• WRITTEN TASK
Repeat each line exactly, leaving nothing out.

------------------------------------------------------------

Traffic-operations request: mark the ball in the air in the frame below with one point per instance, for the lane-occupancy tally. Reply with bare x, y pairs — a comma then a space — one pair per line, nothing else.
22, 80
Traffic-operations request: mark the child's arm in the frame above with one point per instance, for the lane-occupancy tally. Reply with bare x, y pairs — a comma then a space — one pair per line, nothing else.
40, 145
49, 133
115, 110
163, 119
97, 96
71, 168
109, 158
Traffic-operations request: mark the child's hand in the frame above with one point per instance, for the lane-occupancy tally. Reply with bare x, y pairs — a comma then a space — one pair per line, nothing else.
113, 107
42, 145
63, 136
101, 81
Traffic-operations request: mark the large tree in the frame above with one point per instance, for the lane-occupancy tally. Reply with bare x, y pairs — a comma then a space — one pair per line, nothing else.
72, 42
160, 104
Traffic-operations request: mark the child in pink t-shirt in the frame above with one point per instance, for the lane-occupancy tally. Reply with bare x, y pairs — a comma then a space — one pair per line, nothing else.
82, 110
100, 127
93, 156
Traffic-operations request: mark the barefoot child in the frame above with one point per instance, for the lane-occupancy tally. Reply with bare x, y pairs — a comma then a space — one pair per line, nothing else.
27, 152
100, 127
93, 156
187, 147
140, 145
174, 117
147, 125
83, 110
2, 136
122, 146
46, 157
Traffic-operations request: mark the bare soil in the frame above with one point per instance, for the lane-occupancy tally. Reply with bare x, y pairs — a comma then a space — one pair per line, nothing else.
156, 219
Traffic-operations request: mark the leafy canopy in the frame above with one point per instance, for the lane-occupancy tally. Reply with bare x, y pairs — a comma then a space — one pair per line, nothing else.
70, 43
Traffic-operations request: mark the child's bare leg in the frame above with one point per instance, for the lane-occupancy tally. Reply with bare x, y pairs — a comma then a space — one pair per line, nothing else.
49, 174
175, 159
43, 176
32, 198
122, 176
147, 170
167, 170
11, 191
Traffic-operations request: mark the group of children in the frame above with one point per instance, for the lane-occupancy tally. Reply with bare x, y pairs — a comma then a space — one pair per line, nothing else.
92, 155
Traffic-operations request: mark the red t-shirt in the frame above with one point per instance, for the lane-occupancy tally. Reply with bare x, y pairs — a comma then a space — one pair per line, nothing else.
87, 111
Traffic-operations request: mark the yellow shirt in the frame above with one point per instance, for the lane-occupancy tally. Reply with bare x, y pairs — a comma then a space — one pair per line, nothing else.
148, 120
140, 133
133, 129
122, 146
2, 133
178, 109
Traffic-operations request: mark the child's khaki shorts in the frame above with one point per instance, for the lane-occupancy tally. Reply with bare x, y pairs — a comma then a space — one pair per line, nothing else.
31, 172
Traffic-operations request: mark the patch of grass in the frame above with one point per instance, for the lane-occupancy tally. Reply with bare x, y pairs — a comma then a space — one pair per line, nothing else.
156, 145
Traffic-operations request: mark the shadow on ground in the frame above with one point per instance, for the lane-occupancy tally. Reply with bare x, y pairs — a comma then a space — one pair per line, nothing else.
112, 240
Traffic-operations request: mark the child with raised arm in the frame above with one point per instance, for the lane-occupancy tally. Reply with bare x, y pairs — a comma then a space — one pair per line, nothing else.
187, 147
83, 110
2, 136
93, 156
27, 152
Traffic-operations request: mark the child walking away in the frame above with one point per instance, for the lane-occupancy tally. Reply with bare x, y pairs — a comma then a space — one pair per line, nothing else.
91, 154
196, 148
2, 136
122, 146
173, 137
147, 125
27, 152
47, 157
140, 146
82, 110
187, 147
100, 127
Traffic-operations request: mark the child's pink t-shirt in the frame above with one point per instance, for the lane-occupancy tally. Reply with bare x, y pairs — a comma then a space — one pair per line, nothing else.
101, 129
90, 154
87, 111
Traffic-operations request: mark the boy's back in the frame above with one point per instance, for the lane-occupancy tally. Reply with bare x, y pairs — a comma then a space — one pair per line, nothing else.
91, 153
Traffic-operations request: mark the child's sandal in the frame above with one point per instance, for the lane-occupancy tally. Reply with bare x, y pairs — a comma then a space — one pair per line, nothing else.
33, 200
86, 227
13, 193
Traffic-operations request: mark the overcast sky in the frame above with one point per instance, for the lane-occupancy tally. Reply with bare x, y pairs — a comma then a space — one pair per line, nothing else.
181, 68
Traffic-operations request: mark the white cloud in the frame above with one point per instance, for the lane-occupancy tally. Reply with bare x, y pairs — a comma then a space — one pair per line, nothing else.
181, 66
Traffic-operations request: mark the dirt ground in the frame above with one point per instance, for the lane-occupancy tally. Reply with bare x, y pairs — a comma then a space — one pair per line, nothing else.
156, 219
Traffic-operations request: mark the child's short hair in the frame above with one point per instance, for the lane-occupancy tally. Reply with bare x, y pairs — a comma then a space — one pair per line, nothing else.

------------------------------------------------------------

• OUTPUT BELOW
Traffic-operations request: mark the ball in the air in the frame below with one point per instance, for the lane-occupancy tally. Reply with bare x, y pairs — a comma then a space — one pair per line, nothing else.
22, 80
Traffic-operations request: mark the child's arm in the frame above with one point per instance, for the lane-occupancy tally. Reply with bare x, y pairs — a comma then a space — one pair per line, nothing else.
40, 145
49, 133
115, 110
163, 119
97, 96
71, 168
109, 158
Traffic-operations request: mark the child's hand in the frame above with one point per instance, for the lane-occupancy tally. Reply with bare x, y pairs — a comma then a space — one pair per line, nothing else.
113, 107
42, 145
63, 136
101, 81
Traffic-operations request: mark the large tree in the frame above with one point per instance, for the lane-occupancy tally. Reply with bare x, y pairs — a comma then a space — one pair per line, nothing else.
72, 42
160, 104
Traffic-operations request: mark the child in pink t-shirt in the frame above with one point per instance, for the lane-occupancy tally. Reply with bare x, y pairs — a comma then a space — one pair per line, nothing else.
82, 110
100, 127
93, 156
Traffic-operations request: mark the barefoot child in the frame above with one point per instance, for the lane-occupancy tally. Reply with bare x, y pairs — a comma then a space — one pair per line, nothing else.
27, 152
100, 127
93, 156
187, 147
140, 145
174, 117
147, 125
83, 110
2, 136
122, 146
46, 157
Traffic-operations request: mark the bare soil in the frame above with one point per instance, for the lane-occupancy tally. Reply with bare x, y pairs — a comma then a space — one pair per line, nothing else.
156, 219
Traffic-operations request: mark the leafy canopy in the frame above with one point per instance, for the lane-occupancy tally. Reply with bare x, y pairs — a comma then a space — one pair per line, nothing else.
70, 43
Traffic-operations request: mark the child's bare leg in the frame above with one point per instance, for the lane-occupancy tally. Reply with bare x, y pairs — a comma then a space — one pair per line, nothing else.
49, 174
175, 159
43, 176
32, 198
122, 176
147, 170
167, 170
11, 191
Traffic-operations request: mark the group of children in the frame above with one point per instance, for the lane-occupancy tally. Reply with bare x, y pairs — a comma then a space — one pair per line, nothing else.
92, 155
Traffic-operations request: mark the red t-shirt in the frame above with one point per instance, for the lane-occupancy tally. Reply with bare x, y pairs — a comma then a space — one pair per line, nothing else.
87, 111
Traffic-operations request: mark the yellow shirt in the frame above with one point per instance, for the lane-occupancy tally. Reply with bare x, y pairs — a comma then a space — one pair per line, nothing else.
148, 120
140, 133
133, 129
122, 146
2, 133
178, 109
Traffic-operations request: mark the child's khaki shorts in the frame above with one point per instance, for the lane-occupancy tally. Reply with bare x, y pairs — a comma then a space — one pair per line, nothing else.
31, 172
Traffic-operations request: mark the patch of grass in the frame above with one point per instance, for the lane-occupancy tally. Reply with bare x, y pairs — a comma then a space — one pair per line, nothing else.
156, 145
Traffic-operations request: mark the shadow on ground in the frame above with one point per instance, for the lane-occupancy tally. Reply with bare x, y pairs — a comma then a space — one pair per line, nothing else.
112, 240
Traffic-operations request: mark the child with raised arm in the frame above with one point per instance, for the lane-occupancy tally. Reply with bare x, y pairs — a comma then a space — one pair per line, nothing else.
187, 147
83, 110
2, 136
93, 156
27, 152
Traffic-operations request: mark the child walking away in the frame above with one point per instance, for the lane-occupancy tally. Reply with bare x, y pairs — a comma then a space — one pair per line, nothing else.
91, 154
196, 148
2, 136
122, 146
173, 137
147, 125
27, 152
47, 157
140, 146
82, 110
187, 147
100, 127
Traffic-operations request: mark the child's pink t-shirt in the frame above with one point per instance, for the lane-occupancy tally. Reply with bare x, y pairs — a comma then a space — one pair per line, nothing else.
101, 129
90, 154
87, 111
Traffic-operations request: mark the boy's back in the frame above with one point per instance, for the lane-occupancy tally. Reply with bare x, y pairs — a comma then a space — one pair per line, nothing else.
91, 153
Traffic-operations request: mark the child's sandal in the frame above with one point per instance, for the lane-occupancy tally. Reply with bare x, y pairs — a comma then a space — one pair per line, nothing else.
33, 200
86, 227
13, 193
Traffic-operations request: mark the overcast sky in the frame above with one point per instance, for the lane-occupancy tally. Reply with bare x, y pairs — a comma then a space — one pair per line, nothing else.
181, 68
Traffic-operations request: mark the white cloud in the frame above with one point per instance, for the lane-occupancy tally. Reply with bare x, y pairs — a comma then a space — one pair per line, nothing else.
181, 66
Traffic-operations request: mark the dirt ground in the frame above with one point per instance, for the lane-occupancy tally. Reply with bare x, y pairs — a comma then a space — one pair per line, nothing else.
156, 219
Traffic-operations request: mark the child's short hair in the frame above with one point per instance, for the lane-occupancy tally. Reply with bare x, y pairs — a comma then a space — one pair per line, nothing else.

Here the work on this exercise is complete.